Every line below between the one holding "positive clicks: (311, 327)" and the one holding "negative clicks: (277, 328) (309, 330)", inclusive, should be copied exactly, and no other line.
......
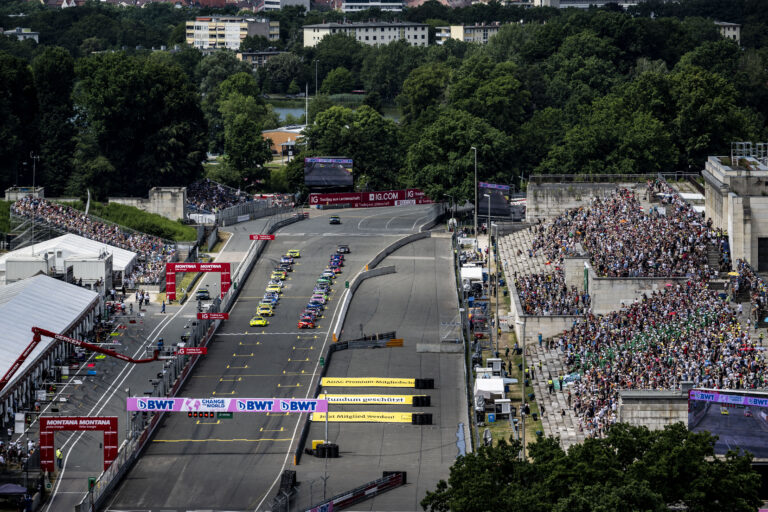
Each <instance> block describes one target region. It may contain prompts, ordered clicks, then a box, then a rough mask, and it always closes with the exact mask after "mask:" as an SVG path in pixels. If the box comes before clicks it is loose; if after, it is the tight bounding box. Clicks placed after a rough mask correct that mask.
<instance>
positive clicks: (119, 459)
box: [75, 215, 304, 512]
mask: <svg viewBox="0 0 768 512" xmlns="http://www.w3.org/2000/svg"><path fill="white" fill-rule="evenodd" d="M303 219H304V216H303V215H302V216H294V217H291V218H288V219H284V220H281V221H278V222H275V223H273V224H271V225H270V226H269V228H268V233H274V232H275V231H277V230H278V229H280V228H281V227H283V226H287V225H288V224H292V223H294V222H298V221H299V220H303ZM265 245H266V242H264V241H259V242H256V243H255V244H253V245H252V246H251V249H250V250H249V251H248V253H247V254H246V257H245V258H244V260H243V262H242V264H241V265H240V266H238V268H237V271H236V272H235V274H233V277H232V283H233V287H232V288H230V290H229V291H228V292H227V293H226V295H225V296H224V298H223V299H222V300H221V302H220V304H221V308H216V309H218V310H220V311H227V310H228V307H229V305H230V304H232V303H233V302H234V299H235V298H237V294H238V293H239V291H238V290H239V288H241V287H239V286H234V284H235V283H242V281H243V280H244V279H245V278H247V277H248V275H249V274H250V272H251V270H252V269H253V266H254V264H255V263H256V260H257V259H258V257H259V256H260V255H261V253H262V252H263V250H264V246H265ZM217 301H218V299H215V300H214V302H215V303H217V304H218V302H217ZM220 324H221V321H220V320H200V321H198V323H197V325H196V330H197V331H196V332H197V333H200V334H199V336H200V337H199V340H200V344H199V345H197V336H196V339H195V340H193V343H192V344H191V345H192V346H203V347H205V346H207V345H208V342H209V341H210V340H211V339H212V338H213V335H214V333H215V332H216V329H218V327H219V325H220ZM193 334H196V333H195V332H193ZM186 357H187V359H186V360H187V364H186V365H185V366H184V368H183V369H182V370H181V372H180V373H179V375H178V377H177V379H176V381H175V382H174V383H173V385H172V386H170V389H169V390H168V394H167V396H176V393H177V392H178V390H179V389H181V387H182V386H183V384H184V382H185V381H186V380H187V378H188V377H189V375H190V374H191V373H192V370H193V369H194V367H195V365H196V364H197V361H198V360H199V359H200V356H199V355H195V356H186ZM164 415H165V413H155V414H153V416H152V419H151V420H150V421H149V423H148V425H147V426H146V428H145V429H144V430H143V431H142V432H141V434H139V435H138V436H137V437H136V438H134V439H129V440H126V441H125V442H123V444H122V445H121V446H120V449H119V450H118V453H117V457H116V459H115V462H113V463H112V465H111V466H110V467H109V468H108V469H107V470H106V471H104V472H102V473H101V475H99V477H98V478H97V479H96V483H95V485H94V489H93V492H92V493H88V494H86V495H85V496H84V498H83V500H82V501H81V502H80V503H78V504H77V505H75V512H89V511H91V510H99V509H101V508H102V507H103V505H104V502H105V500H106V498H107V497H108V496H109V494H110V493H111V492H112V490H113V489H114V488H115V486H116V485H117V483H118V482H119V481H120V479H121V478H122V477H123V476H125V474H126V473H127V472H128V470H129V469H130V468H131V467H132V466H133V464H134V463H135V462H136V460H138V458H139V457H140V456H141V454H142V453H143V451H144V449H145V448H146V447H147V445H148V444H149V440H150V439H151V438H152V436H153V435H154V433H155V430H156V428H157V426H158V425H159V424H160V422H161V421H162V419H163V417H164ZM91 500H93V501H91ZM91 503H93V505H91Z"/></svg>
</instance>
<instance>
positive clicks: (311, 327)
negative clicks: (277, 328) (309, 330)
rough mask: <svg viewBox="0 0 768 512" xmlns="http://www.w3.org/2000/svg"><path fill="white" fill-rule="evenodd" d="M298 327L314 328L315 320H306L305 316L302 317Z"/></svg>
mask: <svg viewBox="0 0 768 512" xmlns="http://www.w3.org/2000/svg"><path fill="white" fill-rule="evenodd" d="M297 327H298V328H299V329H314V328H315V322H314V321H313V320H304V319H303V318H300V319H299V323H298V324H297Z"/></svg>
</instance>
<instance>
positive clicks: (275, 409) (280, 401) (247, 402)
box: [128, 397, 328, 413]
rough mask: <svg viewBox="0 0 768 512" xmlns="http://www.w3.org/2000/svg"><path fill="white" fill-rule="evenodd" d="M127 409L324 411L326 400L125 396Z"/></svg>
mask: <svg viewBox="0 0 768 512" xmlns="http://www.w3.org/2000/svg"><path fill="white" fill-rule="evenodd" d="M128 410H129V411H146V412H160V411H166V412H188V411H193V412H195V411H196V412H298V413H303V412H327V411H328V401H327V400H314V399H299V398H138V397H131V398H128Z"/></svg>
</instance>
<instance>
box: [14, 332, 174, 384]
......
- [EXERCISE RESPONSE]:
positive clicks: (311, 327)
negative clicks: (277, 328) (309, 330)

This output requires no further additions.